Input for this task:
- - - - - - -
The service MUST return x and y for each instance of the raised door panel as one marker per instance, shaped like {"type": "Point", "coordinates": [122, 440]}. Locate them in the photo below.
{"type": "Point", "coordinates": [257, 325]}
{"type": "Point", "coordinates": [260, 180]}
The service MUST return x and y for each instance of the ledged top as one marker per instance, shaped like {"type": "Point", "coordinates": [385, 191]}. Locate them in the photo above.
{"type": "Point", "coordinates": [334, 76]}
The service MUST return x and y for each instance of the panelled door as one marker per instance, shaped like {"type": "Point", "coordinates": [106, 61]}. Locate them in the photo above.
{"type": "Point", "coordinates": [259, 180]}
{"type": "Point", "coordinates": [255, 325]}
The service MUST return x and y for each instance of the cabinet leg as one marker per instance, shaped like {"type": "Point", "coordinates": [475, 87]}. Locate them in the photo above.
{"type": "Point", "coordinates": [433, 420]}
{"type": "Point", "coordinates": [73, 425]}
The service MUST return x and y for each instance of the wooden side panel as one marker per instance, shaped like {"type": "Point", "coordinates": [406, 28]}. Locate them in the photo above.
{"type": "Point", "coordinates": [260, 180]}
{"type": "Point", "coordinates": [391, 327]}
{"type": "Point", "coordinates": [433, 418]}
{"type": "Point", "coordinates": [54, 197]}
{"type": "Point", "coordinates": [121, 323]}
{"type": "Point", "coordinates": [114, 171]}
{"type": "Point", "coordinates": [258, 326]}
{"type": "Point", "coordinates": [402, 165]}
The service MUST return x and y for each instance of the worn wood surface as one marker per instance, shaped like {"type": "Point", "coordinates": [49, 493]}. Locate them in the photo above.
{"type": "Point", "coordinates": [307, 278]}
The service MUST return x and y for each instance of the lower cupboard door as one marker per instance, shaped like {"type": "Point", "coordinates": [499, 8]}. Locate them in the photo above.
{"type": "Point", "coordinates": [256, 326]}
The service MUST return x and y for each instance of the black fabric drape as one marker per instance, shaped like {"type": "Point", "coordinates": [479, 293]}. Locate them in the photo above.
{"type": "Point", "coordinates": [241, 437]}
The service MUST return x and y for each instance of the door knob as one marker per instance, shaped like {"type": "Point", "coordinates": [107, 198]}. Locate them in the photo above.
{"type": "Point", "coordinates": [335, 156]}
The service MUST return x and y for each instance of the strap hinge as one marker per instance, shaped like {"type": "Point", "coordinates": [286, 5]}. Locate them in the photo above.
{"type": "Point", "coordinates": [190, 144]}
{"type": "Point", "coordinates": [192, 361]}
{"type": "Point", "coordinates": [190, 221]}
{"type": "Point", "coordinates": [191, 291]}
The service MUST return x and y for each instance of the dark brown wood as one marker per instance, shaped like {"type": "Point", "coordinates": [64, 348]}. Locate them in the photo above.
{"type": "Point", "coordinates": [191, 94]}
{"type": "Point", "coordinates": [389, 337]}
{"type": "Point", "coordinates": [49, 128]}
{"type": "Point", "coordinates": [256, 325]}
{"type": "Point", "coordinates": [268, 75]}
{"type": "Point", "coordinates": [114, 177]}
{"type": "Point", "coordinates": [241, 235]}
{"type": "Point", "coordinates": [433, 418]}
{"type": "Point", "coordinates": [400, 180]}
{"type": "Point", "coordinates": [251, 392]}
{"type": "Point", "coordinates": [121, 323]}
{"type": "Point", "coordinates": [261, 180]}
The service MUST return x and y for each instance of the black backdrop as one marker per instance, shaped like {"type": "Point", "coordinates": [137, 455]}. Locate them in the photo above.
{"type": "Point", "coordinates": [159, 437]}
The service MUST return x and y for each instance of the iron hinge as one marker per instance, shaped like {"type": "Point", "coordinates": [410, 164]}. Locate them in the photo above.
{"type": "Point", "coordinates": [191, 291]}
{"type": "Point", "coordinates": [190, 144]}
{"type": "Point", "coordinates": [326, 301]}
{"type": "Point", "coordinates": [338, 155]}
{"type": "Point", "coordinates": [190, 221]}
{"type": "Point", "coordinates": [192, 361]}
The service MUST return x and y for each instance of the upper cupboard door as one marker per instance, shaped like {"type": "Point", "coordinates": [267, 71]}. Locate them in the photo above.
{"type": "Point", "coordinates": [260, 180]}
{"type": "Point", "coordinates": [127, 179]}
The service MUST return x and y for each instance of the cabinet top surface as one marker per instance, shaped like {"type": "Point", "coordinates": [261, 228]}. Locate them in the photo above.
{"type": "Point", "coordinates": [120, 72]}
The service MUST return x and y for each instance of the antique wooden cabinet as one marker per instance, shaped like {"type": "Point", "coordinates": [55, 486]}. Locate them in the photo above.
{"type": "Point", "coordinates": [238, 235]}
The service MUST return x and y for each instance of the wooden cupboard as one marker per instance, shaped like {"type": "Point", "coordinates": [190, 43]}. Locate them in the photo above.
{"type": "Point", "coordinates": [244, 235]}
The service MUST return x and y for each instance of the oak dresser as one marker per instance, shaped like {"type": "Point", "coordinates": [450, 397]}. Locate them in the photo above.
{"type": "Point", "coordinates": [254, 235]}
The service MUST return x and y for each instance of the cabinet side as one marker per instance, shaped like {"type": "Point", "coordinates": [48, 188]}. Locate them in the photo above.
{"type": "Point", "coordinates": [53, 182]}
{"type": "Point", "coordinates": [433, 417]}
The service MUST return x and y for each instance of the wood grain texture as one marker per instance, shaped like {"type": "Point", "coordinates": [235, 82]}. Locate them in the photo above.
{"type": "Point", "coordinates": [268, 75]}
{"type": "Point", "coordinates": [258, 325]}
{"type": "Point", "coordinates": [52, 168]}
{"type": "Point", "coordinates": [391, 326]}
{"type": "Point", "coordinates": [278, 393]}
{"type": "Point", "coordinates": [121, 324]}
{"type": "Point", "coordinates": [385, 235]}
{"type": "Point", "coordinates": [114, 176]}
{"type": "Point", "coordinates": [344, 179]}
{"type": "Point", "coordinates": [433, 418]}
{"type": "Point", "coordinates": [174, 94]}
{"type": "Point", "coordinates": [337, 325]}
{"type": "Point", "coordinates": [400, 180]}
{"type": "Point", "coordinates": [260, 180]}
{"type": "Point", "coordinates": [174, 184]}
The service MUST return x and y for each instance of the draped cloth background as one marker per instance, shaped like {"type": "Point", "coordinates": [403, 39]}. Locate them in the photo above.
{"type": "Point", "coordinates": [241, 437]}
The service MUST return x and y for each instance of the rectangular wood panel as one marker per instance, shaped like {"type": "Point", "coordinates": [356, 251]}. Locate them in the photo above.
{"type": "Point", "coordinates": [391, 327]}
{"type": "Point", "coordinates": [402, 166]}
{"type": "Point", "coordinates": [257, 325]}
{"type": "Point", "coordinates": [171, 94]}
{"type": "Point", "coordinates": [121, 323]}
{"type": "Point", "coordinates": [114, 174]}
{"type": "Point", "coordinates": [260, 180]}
- - - - - - -
Exercise goal: Print the records above exactly as written.

Solution to this exercise:
The service MUST return x and y for each instance of the raised door panel as one marker per instance, shaped like {"type": "Point", "coordinates": [122, 440]}. Locate them in the photo below.
{"type": "Point", "coordinates": [257, 325]}
{"type": "Point", "coordinates": [260, 180]}
The service MUST return x and y for each instance of the ledged top as one marker per instance, shaped like {"type": "Point", "coordinates": [385, 191]}. Locate them in the photo above.
{"type": "Point", "coordinates": [334, 76]}
The service MUST return x and y for each instance of the panelled door as one marker per instance, shaped like {"type": "Point", "coordinates": [106, 61]}. Locate them in the photo above.
{"type": "Point", "coordinates": [259, 180]}
{"type": "Point", "coordinates": [255, 325]}
The service MUST return x and y for each instance of the cabinet leg as one marker per instance, shaped like {"type": "Point", "coordinates": [475, 87]}. Locate them in the photo above.
{"type": "Point", "coordinates": [433, 420]}
{"type": "Point", "coordinates": [73, 425]}
The service MUST return x and y for each instance of the wooden side panel as one marker per instance, shaped like {"type": "Point", "coordinates": [406, 28]}. Locate them in the photo above.
{"type": "Point", "coordinates": [260, 180]}
{"type": "Point", "coordinates": [391, 327]}
{"type": "Point", "coordinates": [433, 418]}
{"type": "Point", "coordinates": [54, 197]}
{"type": "Point", "coordinates": [121, 323]}
{"type": "Point", "coordinates": [114, 171]}
{"type": "Point", "coordinates": [258, 326]}
{"type": "Point", "coordinates": [402, 165]}
The service MUST return x and y for each instance of the worn wood surface as one marker per instance, shaped like {"type": "Point", "coordinates": [49, 493]}. Locate them in the photo above.
{"type": "Point", "coordinates": [307, 278]}
The service MUST return x and y for each instance of the lower cupboard door as one marker per instance, shaped like {"type": "Point", "coordinates": [499, 8]}. Locate them in the photo above.
{"type": "Point", "coordinates": [256, 326]}
The service MUST return x and y for each instance of the black fabric drape as one marker per instance, shaped like {"type": "Point", "coordinates": [479, 293]}. Locate them in the photo above.
{"type": "Point", "coordinates": [241, 437]}
The service MUST return x and y for each instance of the door knob as one marker per instance, shaped like {"type": "Point", "coordinates": [107, 198]}. Locate them in the photo above.
{"type": "Point", "coordinates": [335, 156]}
The service MUST return x and y for each instance of the strap hinge as one marker per instance, shaped like {"type": "Point", "coordinates": [286, 5]}. Locate them in the photo above.
{"type": "Point", "coordinates": [190, 144]}
{"type": "Point", "coordinates": [192, 361]}
{"type": "Point", "coordinates": [190, 221]}
{"type": "Point", "coordinates": [191, 291]}
The service MUST return x and y for each instance of the dark brown wood as one marker per instance, shaped like {"type": "Point", "coordinates": [64, 348]}. Locate them in the photo above.
{"type": "Point", "coordinates": [191, 94]}
{"type": "Point", "coordinates": [389, 337]}
{"type": "Point", "coordinates": [49, 128]}
{"type": "Point", "coordinates": [256, 325]}
{"type": "Point", "coordinates": [268, 75]}
{"type": "Point", "coordinates": [114, 177]}
{"type": "Point", "coordinates": [241, 235]}
{"type": "Point", "coordinates": [433, 418]}
{"type": "Point", "coordinates": [400, 180]}
{"type": "Point", "coordinates": [251, 392]}
{"type": "Point", "coordinates": [121, 323]}
{"type": "Point", "coordinates": [261, 180]}
The service MUST return x and y for each instance of the black backdrop as one marker per instance, shaped like {"type": "Point", "coordinates": [137, 455]}. Locate them in the photo above.
{"type": "Point", "coordinates": [159, 437]}
The service MUST return x and y for each instance of the iron hinge as one marker per instance, shaped like {"type": "Point", "coordinates": [410, 164]}. Locate them in the photo above.
{"type": "Point", "coordinates": [191, 291]}
{"type": "Point", "coordinates": [190, 144]}
{"type": "Point", "coordinates": [326, 301]}
{"type": "Point", "coordinates": [338, 155]}
{"type": "Point", "coordinates": [190, 221]}
{"type": "Point", "coordinates": [192, 361]}
The service MUST return x and y for each instance of the upper cupboard door as one marker per instance, shaped like {"type": "Point", "coordinates": [267, 71]}. Locate them in the photo above.
{"type": "Point", "coordinates": [260, 180]}
{"type": "Point", "coordinates": [127, 179]}
The service MUST return x and y for each instance of the cabinet top surface as one marker per instance, shaped like {"type": "Point", "coordinates": [261, 228]}. Locate them in the photo above.
{"type": "Point", "coordinates": [120, 72]}
The service MUST return x and y for each instance of the antique wooden cabinet as one marker per instance, shaped like {"type": "Point", "coordinates": [55, 486]}. Locate them in the photo above.
{"type": "Point", "coordinates": [238, 235]}
The service MUST return x and y for each instance of the wooden cupboard as one marker per instance, shaped like {"type": "Point", "coordinates": [190, 43]}. Locate them in the photo above.
{"type": "Point", "coordinates": [244, 235]}
The service MUST return x and y for each instance of the oak dresser as one marker per instance, shaped like {"type": "Point", "coordinates": [450, 397]}. Locate them in the photo above.
{"type": "Point", "coordinates": [254, 235]}
The service MUST return x and y for each instance of the cabinet side as one marker per instance, shaped like {"type": "Point", "coordinates": [48, 188]}. Locate them in the photo above.
{"type": "Point", "coordinates": [53, 182]}
{"type": "Point", "coordinates": [433, 417]}
The service MUST return x and y for each instance of the wood grain texture as one marker per instance, shaped like {"type": "Point", "coordinates": [235, 82]}. Locate them in the photo above.
{"type": "Point", "coordinates": [268, 75]}
{"type": "Point", "coordinates": [258, 325]}
{"type": "Point", "coordinates": [52, 168]}
{"type": "Point", "coordinates": [391, 326]}
{"type": "Point", "coordinates": [278, 393]}
{"type": "Point", "coordinates": [121, 324]}
{"type": "Point", "coordinates": [385, 235]}
{"type": "Point", "coordinates": [114, 176]}
{"type": "Point", "coordinates": [344, 179]}
{"type": "Point", "coordinates": [433, 418]}
{"type": "Point", "coordinates": [174, 94]}
{"type": "Point", "coordinates": [337, 325]}
{"type": "Point", "coordinates": [400, 180]}
{"type": "Point", "coordinates": [260, 180]}
{"type": "Point", "coordinates": [174, 184]}
The service MUST return x and y for each instance of the draped cloth background as one marker per instance, shaped like {"type": "Point", "coordinates": [403, 39]}. Locate them in the photo above.
{"type": "Point", "coordinates": [241, 437]}
The service MUST return x and y for each instance of the rectangular wood panel as one marker per instance, shaped like {"type": "Point", "coordinates": [356, 251]}. Locate them in the photo above.
{"type": "Point", "coordinates": [391, 327]}
{"type": "Point", "coordinates": [402, 166]}
{"type": "Point", "coordinates": [257, 325]}
{"type": "Point", "coordinates": [171, 94]}
{"type": "Point", "coordinates": [121, 323]}
{"type": "Point", "coordinates": [114, 174]}
{"type": "Point", "coordinates": [260, 180]}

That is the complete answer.